# TASK REQUIREMENTS:
Arrange the records below, from their start through the line containing "107), (207, 104)]", as a Markdown table with the columns Row and Line, numbering each line and leaving out blank lines.

Saved data entries:
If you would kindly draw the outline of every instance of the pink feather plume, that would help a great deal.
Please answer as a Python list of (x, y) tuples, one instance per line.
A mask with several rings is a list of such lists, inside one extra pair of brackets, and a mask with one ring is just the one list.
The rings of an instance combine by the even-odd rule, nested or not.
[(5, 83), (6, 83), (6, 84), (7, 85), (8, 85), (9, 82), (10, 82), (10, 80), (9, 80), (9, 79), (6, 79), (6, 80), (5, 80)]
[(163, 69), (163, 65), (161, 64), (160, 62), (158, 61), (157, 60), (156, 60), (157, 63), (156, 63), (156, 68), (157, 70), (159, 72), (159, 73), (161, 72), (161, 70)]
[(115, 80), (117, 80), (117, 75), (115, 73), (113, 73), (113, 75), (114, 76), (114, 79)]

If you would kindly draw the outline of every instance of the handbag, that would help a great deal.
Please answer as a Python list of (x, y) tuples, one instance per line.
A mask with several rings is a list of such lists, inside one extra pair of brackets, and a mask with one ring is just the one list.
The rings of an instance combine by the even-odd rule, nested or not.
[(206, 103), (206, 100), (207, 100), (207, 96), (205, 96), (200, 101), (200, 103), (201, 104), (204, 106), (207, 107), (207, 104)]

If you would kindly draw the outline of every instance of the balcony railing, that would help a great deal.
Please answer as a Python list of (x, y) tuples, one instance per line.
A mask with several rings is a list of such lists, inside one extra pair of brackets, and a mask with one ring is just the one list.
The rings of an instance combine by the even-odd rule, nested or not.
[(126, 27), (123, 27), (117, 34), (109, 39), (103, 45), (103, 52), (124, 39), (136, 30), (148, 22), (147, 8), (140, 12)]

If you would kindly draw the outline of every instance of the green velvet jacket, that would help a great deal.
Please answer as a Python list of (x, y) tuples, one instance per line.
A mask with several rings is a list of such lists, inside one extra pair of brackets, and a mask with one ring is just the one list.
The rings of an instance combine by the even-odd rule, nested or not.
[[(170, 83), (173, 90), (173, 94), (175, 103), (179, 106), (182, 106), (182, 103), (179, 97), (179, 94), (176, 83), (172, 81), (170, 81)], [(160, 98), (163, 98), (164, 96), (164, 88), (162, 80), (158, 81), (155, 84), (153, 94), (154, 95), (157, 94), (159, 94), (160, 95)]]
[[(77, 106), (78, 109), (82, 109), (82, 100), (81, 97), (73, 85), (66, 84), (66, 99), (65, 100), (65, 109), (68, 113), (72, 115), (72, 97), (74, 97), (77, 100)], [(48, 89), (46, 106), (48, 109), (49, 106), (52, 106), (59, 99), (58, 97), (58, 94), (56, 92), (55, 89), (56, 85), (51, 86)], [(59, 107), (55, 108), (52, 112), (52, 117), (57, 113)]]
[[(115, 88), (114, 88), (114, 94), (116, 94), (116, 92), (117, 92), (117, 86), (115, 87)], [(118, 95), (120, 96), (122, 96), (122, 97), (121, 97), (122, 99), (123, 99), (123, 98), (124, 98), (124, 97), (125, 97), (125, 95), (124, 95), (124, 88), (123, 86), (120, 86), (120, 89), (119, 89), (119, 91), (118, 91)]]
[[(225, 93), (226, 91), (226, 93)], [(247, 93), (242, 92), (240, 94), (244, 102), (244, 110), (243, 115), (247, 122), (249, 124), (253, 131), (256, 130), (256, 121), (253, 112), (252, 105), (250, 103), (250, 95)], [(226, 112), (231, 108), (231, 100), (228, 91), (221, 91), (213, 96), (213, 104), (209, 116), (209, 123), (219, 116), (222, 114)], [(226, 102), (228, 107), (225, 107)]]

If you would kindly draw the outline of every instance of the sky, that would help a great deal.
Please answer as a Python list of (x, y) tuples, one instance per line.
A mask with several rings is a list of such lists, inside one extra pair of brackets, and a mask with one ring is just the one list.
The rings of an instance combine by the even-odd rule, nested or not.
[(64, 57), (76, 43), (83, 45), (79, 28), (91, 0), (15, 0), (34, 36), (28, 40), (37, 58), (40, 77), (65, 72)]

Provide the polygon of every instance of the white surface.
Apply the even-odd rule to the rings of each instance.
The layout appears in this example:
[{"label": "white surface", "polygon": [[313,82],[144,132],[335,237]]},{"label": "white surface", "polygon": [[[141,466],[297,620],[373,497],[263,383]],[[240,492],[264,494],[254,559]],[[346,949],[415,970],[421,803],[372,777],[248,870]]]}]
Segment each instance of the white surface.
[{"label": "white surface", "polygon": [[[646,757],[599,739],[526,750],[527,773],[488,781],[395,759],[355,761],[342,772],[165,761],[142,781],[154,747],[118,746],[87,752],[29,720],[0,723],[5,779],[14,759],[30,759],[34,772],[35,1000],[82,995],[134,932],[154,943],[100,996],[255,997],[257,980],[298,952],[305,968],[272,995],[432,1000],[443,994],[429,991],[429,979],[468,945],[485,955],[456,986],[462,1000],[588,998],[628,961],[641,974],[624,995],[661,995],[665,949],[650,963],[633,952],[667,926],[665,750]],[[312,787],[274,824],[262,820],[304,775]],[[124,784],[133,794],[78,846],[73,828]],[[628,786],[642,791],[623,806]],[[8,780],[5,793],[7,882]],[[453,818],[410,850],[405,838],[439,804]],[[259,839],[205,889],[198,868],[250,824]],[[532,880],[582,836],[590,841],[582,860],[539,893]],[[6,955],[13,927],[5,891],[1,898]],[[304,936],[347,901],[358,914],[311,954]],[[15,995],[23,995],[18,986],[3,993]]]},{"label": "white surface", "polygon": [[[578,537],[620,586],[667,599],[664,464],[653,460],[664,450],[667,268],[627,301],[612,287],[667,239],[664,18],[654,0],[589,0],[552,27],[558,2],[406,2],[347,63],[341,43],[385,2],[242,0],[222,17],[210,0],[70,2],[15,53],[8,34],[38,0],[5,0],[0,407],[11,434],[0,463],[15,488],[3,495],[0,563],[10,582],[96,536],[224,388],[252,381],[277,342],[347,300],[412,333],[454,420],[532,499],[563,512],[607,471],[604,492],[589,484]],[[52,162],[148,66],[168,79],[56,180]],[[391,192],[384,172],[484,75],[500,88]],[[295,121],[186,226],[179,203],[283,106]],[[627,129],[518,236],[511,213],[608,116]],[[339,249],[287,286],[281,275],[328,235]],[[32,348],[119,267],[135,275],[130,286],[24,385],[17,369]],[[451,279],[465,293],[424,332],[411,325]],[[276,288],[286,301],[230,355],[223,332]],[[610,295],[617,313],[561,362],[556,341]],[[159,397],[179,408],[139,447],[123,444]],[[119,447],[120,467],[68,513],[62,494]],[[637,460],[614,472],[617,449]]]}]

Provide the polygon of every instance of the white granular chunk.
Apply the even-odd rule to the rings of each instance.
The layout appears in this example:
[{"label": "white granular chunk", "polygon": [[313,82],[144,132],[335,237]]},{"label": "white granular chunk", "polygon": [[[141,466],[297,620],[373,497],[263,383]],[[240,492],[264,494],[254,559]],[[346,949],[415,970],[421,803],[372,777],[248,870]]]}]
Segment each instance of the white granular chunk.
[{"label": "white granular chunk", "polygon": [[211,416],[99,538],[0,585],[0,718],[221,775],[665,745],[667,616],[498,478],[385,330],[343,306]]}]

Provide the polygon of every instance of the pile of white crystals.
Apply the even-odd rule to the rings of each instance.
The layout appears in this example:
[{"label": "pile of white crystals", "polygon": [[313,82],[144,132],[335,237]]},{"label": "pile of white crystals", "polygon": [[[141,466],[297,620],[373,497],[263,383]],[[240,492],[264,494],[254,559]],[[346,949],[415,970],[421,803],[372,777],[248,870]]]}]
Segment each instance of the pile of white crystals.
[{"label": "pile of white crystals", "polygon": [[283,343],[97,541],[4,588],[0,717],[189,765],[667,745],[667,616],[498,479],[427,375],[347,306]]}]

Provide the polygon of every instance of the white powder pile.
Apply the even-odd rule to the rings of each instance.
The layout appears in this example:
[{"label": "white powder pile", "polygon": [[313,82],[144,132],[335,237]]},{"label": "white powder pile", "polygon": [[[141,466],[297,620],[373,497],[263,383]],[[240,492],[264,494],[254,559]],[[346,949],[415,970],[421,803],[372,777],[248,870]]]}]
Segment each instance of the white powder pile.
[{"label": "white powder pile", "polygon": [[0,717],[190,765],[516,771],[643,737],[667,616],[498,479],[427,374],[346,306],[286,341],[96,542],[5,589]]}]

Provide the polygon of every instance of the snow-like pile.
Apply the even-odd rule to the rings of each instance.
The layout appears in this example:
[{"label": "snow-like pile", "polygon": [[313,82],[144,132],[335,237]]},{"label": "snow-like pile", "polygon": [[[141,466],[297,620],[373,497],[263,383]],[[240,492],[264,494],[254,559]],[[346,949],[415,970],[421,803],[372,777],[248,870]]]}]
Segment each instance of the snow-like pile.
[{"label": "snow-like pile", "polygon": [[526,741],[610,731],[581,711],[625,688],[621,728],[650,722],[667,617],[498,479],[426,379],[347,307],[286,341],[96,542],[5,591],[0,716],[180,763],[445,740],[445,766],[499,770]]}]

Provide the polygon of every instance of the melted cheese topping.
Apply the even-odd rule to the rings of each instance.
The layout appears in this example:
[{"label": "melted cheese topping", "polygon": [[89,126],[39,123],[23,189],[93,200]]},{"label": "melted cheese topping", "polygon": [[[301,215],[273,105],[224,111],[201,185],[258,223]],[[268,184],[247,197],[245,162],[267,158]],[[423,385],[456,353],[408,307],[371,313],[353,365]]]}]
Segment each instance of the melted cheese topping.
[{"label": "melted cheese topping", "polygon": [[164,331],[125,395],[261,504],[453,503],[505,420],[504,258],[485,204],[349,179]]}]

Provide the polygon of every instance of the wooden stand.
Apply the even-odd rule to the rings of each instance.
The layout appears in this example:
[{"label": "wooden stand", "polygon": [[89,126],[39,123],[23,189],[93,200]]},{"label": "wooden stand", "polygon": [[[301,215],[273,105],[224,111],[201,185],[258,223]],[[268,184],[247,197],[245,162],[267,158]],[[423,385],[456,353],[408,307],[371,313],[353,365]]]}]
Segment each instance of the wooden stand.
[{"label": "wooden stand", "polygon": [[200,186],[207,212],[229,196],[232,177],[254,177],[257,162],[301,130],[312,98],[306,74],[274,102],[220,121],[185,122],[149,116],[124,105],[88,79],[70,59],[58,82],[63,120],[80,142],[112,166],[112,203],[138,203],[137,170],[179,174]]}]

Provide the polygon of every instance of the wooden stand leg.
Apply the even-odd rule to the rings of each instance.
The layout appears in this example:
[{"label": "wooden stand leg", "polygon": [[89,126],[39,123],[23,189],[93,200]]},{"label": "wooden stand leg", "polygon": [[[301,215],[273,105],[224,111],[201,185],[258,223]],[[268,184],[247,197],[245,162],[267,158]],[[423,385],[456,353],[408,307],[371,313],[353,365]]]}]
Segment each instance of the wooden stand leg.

# TASK ANSWER:
| Row | Line |
|---|---|
| 1 | If you would kindly draw the outline of every instance of the pink feather plume, that would help a great deal. |
| 2 | Please answer as a Python list of (x, y) tuples, one instance per line. |
| 3 | A mask with several rings is a list of such lists, inside one extra pair of brackets, and a mask with one ring is just the one list. |
| 4 | The rings of an instance combine by the even-odd rule, nested or not. |
| 5 | [(5, 83), (6, 83), (6, 84), (7, 85), (8, 85), (9, 82), (10, 82), (10, 80), (9, 80), (9, 79), (6, 79), (6, 80), (5, 80)] |
| 6 | [(163, 69), (163, 65), (161, 64), (160, 62), (158, 61), (157, 60), (156, 60), (157, 63), (156, 63), (156, 68), (157, 70), (159, 72), (159, 73), (161, 72), (161, 70)] |
| 7 | [(115, 80), (117, 80), (117, 75), (115, 73), (113, 73), (113, 75), (114, 76), (114, 79)] |
| 8 | If you would kindly draw the outline of every instance of the handbag, that would help a great deal. |
| 9 | Please answer as a Python list of (x, y) tuples, one instance per line. |
| 10 | A mask with several rings is a list of such lists, inside one extra pair of brackets, and a mask with one ring is just the one list. |
| 11 | The rings of an instance combine by the even-odd rule, nested or not. |
| 12 | [(206, 103), (206, 100), (207, 100), (207, 96), (205, 96), (200, 101), (200, 103), (201, 104), (204, 106), (207, 107), (207, 104)] |